WHAT IS ASKED: Using the PICS-labels page below, list every action other than blocking that the technology inventory identifies as possible on the basis of labels.

ARTICLE:
==*==
Lists of PICS-compatible products and
services.

Technology
Inventory
[broken link as of July 2005].
Lorrie Cranor and Paul Resnick. This inventory was first
distributed at the December 1997 Internet On-line summit: Focus on Children.
The on-line version was updated until the summer of 1999. It also lists some
products and services  that are not PICS-compatible.

The following resource lists are being maintained by members of the PICS
developers’ community. Contact the maintainer of each individual list with
additional links. The maintainers have all agreed to be fast and fair in
maintaining these lists (please send any unresolved complaints to
[email protected]).

Innovative Uses of PICS Labels

The most common uses of PICS labels have been in filtering products that
block access to certain materials based on labels associated with those
materials. The
technology
inventory
, however, identifies a range of other actions that can be taken
based on labels: suggest, search, inform, monitor/log, and warn.

Hints for Web Site Authors Who Want to
Self-Label

Many authors and web site operators offer materials that they realize will
not be appropriate for all audiences. We encourage them to label their
materials to make it easier for filtering software to block access. As an
added inducement to labeling, we note that some future applications may use
labels for searching as well as filtering. Thus, labeling your site will make
it easier both for some audiences to avoid your site or documents and for
others to find you.
==*==
DATA:
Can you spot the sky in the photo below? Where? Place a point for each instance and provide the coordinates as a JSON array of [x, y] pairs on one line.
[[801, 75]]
==*==
EXERCISE RESULT: suggest, search, inform, monitor/log, warn